What the exercise asks =>
Your output must be the line containing "Please locate the gable" followed by every later line in the entries below, all copied exactly.

Input data =>
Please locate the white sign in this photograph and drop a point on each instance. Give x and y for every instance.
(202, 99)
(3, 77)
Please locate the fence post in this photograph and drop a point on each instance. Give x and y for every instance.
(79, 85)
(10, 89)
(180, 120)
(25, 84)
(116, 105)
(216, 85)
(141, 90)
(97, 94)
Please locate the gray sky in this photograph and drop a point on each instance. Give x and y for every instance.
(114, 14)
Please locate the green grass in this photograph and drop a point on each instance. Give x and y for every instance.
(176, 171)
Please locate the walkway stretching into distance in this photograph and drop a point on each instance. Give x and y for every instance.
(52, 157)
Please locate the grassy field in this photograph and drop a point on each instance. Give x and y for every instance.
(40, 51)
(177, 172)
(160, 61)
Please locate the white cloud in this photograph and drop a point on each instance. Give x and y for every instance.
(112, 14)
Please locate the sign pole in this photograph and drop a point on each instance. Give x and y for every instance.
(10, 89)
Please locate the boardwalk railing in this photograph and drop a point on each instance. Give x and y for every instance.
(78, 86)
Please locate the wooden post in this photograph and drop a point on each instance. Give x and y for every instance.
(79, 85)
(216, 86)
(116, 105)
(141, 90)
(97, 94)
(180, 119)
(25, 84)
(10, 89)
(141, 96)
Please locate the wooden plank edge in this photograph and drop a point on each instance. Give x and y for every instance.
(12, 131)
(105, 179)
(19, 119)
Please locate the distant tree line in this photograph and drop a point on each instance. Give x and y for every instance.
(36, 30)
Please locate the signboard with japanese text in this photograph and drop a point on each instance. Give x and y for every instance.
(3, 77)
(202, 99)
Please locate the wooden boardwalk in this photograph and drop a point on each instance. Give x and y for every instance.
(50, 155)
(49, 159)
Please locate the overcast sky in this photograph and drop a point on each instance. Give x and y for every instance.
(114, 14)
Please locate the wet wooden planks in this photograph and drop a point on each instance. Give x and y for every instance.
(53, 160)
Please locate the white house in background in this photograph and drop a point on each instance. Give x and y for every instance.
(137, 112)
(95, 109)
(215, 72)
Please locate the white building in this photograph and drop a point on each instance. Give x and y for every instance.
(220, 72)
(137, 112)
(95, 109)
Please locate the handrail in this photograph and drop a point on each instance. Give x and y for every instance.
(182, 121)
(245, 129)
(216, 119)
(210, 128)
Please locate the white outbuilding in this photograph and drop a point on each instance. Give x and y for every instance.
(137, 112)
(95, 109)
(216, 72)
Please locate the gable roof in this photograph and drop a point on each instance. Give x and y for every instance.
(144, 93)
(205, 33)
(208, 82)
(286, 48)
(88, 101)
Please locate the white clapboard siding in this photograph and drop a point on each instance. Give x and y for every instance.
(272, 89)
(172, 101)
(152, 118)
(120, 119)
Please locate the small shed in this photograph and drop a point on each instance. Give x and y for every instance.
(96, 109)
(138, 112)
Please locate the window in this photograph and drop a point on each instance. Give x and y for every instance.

Reply to the task =>
Please locate the gable roof in this photograph and drop a point on each instance. Give x and y for every instance.
(144, 93)
(205, 33)
(208, 82)
(286, 48)
(88, 101)
Please locate the white clapboard siding in this photograph and drop a point on each instance. Give x and y for every instance.
(272, 89)
(172, 101)
(152, 118)
(120, 119)
Please locate the small shed in this photograph and drop a point on each instance. Give x and y for every instance.
(96, 109)
(138, 112)
Please locate the window in this photograph and drop a point on each instance. Give x and y for every instance.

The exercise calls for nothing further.